§ **TASK**
Identify each line in the records below that contains the word "column", and copy it.

§ **RECORDS FOR THIS EXERCISE**
-- Opening Marker --

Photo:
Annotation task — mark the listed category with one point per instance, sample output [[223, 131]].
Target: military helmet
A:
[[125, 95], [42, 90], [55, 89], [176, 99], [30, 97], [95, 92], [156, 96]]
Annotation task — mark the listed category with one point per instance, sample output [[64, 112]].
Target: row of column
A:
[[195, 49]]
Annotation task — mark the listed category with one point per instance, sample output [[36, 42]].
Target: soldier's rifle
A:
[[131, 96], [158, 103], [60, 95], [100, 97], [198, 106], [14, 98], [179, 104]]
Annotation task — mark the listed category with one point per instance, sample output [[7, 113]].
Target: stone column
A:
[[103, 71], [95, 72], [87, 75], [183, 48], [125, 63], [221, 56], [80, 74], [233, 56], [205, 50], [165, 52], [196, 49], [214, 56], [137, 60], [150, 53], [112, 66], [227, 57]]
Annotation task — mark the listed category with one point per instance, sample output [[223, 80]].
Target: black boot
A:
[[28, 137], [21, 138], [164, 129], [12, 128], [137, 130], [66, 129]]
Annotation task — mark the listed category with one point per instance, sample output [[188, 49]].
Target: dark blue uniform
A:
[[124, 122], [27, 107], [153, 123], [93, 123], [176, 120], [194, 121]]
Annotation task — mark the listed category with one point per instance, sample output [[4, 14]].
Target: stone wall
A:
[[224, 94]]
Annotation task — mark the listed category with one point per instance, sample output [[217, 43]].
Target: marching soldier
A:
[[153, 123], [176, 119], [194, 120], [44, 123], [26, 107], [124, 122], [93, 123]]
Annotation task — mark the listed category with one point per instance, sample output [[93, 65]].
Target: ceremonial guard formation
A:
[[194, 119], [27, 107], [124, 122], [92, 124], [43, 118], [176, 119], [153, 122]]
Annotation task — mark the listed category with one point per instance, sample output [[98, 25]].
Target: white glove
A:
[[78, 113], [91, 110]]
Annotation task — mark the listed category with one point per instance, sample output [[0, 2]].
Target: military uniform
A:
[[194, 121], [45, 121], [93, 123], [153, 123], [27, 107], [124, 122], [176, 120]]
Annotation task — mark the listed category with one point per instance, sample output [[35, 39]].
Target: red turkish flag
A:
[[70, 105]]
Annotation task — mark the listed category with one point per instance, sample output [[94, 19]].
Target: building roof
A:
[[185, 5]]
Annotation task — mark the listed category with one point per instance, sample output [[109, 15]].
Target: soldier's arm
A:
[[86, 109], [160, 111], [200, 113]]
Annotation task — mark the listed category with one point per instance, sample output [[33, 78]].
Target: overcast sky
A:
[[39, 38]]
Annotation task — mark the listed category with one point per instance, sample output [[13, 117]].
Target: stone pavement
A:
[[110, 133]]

-- Closing Marker --

§ **COMPLETED TASK**
Target: row of column
Target: stone column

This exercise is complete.